Point annotation dataset records:
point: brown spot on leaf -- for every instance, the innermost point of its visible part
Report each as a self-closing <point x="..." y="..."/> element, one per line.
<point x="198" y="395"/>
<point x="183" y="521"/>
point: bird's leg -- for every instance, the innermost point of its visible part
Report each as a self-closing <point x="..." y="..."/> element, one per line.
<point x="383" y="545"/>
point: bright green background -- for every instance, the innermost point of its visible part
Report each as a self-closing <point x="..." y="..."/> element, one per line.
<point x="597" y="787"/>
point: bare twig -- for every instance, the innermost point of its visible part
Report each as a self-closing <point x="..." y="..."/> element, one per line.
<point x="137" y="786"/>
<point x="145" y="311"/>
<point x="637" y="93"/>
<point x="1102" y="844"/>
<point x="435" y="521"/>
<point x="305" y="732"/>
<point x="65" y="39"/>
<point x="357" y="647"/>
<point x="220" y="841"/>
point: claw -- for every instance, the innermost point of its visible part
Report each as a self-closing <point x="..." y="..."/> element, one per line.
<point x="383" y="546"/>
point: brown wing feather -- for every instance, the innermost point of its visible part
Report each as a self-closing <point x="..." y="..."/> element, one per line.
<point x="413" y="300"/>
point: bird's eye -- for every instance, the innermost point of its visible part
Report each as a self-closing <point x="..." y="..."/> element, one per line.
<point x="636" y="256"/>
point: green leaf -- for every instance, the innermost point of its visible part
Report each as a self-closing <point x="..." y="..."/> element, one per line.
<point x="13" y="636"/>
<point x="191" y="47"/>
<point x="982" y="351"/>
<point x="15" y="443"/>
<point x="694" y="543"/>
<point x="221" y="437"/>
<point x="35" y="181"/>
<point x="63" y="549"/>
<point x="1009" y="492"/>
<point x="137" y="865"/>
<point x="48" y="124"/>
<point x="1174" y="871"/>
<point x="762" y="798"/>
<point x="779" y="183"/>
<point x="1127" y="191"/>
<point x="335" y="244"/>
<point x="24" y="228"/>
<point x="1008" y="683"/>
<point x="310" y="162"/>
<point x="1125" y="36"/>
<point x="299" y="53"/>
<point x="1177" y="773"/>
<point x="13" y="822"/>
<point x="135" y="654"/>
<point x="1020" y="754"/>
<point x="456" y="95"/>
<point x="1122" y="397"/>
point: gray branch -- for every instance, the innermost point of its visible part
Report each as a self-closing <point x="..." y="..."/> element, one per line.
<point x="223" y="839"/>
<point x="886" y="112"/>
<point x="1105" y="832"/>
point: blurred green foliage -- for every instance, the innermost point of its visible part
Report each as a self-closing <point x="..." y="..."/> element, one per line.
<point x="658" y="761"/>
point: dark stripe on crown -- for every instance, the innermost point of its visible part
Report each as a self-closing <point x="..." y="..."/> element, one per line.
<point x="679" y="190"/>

§ YOUR INSTRUCTIONS: Reproduce all of the entries above word for word, keeping every line and its order unchanged.

§ WRITTEN SOLUTION:
point: brown spot on leaf -- for every instance, the innermost point of its visible part
Report each as a self-closing <point x="..." y="..."/> element, one per line.
<point x="198" y="395"/>
<point x="183" y="521"/>
point: bird's leg -- for every instance, the innermost point of its visible part
Report each as a self-closing <point x="..." y="..."/> element, one per line.
<point x="383" y="545"/>
point: bright green background -- for every instance, the innermost point of its visible part
Report each as a self-closing <point x="..." y="..."/> element, one per line.
<point x="597" y="787"/>
point: bare twig -- for every instance, the innermost point of its visible part
Report each as a self-closing <point x="..." y="..."/> element, one per line.
<point x="137" y="786"/>
<point x="145" y="311"/>
<point x="637" y="93"/>
<point x="1102" y="844"/>
<point x="435" y="521"/>
<point x="305" y="732"/>
<point x="65" y="39"/>
<point x="357" y="647"/>
<point x="220" y="841"/>
point: claw -- for every instance, the innermost point of its visible part
Report each as a self-closing <point x="..." y="..."/> element, one per line.
<point x="383" y="546"/>
point: brown wing feather -- for every instance, the innermost point of its visible part
Report each as a self-closing <point x="..." y="..."/> element, one per line.
<point x="413" y="300"/>
point: bird's eye -- for every instance, the innermost point of its visible part
Report each as a self-closing <point x="..." y="..."/> element, one per line.
<point x="636" y="256"/>
point: green leaf -- for every instance, the innermost point of its visible part
Report each as a self-closing <point x="..." y="..."/> element, one per line.
<point x="13" y="636"/>
<point x="191" y="47"/>
<point x="982" y="351"/>
<point x="15" y="443"/>
<point x="694" y="543"/>
<point x="221" y="437"/>
<point x="35" y="181"/>
<point x="63" y="549"/>
<point x="1009" y="492"/>
<point x="137" y="865"/>
<point x="48" y="124"/>
<point x="1174" y="871"/>
<point x="762" y="798"/>
<point x="779" y="183"/>
<point x="1127" y="191"/>
<point x="335" y="244"/>
<point x="24" y="228"/>
<point x="1008" y="683"/>
<point x="310" y="162"/>
<point x="1125" y="36"/>
<point x="299" y="53"/>
<point x="1177" y="773"/>
<point x="13" y="822"/>
<point x="135" y="654"/>
<point x="1020" y="754"/>
<point x="456" y="95"/>
<point x="1122" y="397"/>
point: gray branch -- for every instance, the innermost point of its visible part
Report each as a self-closing <point x="..." y="..."/> element, one per line.
<point x="223" y="839"/>
<point x="886" y="112"/>
<point x="1105" y="832"/>
point: blurred green foliage -- for every instance, the innermost point of its visible part
Report each as a self-closing <point x="..." y="..."/> element, one per line.
<point x="658" y="761"/>
point: dark stripe on crown -- for every instance, the innermost point of its visible part
Report each as a self-closing <point x="..." y="..."/> element, one per line.
<point x="679" y="190"/>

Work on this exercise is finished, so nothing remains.